## The task
Give back only the lines from the one with "Q: In the photo above, mark the forehead" through the last line of the data, exactly as they appear.

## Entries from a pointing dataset
╭──
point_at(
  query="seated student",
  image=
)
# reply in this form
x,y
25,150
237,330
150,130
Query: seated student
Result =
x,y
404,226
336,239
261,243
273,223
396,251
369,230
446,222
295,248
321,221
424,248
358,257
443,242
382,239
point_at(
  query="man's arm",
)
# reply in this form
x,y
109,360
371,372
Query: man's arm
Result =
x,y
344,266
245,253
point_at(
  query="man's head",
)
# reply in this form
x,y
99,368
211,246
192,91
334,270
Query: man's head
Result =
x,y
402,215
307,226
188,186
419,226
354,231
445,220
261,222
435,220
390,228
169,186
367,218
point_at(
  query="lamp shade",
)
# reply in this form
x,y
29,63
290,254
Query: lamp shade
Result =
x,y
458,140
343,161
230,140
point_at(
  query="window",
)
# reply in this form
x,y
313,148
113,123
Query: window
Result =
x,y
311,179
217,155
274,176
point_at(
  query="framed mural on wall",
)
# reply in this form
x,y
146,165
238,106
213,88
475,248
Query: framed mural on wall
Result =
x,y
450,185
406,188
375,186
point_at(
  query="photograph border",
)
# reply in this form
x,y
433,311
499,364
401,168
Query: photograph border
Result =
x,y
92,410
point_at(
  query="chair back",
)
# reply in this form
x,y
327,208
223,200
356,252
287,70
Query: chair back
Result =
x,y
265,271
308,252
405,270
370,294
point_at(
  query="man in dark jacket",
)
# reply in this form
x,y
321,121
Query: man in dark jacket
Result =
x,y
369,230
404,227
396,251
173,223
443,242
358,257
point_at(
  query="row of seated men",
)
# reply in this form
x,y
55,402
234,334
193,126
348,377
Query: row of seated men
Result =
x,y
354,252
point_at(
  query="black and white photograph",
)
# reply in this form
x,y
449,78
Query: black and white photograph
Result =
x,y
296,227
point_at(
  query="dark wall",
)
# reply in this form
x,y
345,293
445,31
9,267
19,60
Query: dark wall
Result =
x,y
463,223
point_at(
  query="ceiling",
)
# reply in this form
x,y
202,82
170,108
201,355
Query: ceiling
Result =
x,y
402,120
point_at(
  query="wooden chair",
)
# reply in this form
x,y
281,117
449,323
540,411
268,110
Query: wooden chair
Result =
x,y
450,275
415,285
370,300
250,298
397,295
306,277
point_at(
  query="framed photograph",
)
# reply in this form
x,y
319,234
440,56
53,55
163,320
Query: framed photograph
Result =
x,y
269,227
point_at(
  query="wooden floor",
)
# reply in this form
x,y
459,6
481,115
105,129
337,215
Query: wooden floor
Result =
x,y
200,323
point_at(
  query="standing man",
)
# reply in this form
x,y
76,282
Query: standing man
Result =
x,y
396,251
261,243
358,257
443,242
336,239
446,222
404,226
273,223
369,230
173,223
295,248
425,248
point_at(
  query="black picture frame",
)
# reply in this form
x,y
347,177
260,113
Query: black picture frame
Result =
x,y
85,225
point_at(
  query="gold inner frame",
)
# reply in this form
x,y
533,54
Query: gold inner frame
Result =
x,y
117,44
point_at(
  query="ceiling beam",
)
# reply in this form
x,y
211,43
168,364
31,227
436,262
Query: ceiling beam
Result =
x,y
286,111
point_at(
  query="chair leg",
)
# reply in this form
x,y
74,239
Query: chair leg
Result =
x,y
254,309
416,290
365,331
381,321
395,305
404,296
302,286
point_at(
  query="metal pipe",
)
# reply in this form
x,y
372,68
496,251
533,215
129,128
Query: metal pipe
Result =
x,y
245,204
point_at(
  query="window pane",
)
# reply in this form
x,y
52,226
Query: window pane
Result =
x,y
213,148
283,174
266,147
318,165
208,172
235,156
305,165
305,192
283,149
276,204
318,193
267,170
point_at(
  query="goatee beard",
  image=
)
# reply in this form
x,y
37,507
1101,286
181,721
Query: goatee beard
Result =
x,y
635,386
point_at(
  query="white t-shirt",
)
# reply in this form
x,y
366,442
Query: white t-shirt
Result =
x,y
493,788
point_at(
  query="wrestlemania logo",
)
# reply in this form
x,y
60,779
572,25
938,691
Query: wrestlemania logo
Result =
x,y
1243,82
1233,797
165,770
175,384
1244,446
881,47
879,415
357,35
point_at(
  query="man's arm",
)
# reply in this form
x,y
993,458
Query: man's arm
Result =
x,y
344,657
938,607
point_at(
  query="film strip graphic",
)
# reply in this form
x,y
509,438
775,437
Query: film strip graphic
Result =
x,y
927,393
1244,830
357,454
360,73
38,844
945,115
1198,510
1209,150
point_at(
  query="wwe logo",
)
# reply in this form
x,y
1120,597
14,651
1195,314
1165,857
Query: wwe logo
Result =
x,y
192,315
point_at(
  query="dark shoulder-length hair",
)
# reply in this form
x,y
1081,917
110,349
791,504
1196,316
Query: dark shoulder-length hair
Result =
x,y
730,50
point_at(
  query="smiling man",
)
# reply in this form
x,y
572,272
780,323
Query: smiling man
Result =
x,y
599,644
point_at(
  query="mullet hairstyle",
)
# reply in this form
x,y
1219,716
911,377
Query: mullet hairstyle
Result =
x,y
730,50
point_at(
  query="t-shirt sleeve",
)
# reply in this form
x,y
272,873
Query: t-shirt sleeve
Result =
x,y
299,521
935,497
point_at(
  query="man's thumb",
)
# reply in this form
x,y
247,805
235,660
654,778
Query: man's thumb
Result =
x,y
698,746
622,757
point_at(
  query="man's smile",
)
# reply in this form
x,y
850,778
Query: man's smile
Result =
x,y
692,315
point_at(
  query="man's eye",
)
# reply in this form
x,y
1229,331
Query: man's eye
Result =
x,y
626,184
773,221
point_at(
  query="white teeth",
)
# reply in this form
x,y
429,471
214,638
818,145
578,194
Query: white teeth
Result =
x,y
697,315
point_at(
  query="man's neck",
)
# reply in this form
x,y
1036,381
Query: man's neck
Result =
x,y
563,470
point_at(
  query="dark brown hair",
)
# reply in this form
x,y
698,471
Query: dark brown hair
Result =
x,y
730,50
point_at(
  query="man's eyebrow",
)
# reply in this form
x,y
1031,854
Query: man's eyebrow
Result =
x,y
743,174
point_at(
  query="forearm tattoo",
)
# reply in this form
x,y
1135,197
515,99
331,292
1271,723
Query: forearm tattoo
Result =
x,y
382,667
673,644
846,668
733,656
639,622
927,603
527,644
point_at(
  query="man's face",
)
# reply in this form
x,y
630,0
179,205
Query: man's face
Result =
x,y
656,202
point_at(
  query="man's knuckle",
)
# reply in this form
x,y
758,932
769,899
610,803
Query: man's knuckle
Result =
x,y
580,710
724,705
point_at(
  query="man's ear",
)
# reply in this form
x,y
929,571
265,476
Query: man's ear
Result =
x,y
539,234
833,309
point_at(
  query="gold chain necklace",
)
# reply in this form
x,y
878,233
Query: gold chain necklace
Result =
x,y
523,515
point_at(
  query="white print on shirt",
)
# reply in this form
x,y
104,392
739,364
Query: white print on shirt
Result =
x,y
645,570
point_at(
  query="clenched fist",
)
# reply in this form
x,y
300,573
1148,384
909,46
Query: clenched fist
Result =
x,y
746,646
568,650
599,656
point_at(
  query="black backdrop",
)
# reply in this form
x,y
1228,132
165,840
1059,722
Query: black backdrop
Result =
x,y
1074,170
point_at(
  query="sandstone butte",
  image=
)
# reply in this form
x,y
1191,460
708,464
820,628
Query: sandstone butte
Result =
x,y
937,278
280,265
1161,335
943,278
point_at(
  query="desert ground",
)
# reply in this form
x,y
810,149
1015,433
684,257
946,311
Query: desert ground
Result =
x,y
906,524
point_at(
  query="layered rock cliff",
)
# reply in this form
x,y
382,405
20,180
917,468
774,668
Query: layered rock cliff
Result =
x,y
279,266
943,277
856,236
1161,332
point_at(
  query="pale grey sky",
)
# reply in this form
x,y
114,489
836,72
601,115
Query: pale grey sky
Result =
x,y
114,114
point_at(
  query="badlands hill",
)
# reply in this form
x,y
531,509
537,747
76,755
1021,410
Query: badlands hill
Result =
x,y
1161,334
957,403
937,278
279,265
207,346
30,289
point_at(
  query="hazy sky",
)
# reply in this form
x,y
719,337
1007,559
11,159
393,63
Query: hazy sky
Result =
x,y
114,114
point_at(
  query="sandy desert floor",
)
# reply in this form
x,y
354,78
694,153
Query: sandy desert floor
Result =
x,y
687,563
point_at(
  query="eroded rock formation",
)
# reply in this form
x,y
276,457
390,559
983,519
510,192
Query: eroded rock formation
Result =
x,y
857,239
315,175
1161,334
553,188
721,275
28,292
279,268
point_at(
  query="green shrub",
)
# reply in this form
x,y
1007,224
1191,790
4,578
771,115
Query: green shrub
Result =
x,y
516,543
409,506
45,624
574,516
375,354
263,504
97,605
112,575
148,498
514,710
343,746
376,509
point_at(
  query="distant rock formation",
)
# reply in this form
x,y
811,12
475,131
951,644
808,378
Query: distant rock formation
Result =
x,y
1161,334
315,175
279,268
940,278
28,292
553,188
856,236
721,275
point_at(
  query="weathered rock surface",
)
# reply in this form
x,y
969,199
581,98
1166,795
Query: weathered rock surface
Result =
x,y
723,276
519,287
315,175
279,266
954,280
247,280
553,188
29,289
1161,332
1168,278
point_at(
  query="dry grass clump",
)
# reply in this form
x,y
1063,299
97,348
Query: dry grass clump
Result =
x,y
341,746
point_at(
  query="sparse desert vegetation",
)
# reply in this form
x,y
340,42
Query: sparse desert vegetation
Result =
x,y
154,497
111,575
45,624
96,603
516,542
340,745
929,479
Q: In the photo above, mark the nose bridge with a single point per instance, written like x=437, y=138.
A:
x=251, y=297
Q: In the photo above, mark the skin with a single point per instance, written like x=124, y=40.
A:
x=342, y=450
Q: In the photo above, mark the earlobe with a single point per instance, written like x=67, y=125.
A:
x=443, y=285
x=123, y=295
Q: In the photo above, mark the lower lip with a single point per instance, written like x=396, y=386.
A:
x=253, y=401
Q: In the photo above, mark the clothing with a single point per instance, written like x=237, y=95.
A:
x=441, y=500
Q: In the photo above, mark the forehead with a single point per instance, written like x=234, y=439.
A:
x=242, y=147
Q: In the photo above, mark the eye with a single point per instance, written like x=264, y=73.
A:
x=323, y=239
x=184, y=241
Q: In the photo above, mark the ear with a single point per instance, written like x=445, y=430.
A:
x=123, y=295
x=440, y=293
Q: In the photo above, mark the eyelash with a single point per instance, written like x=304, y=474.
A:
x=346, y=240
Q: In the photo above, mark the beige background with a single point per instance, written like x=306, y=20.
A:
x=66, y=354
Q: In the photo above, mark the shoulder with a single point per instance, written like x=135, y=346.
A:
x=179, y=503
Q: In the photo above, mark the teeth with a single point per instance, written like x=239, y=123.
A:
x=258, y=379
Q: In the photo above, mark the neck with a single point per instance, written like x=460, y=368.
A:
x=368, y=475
╰──
## Full output
Q: In the photo above, mark the forehead with a single point per instance, written like x=234, y=439.
A:
x=242, y=147
Q: In the photo above, mark the eye with a single point per instance, written like x=264, y=73.
A:
x=323, y=239
x=184, y=241
Q: In the photo above, mark the ear with a single point per instance, written like x=445, y=430.
A:
x=123, y=295
x=440, y=293
Q: In the photo above, mark the eyelash with a single point per instance, written like x=304, y=474.
A:
x=346, y=240
Q: In the photo above, mark the beige background with a single point per instance, written like x=306, y=20.
A:
x=66, y=354
Q: In the photo above, mark the shoulder with a single point per instance, written like x=135, y=346.
A:
x=179, y=503
Q: In the photo above, mark the teeth with a single point per instance, written like x=239, y=123.
A:
x=258, y=379
Q: In the photo above, mark the neck with a single point per instance, written like x=460, y=368.
A:
x=368, y=475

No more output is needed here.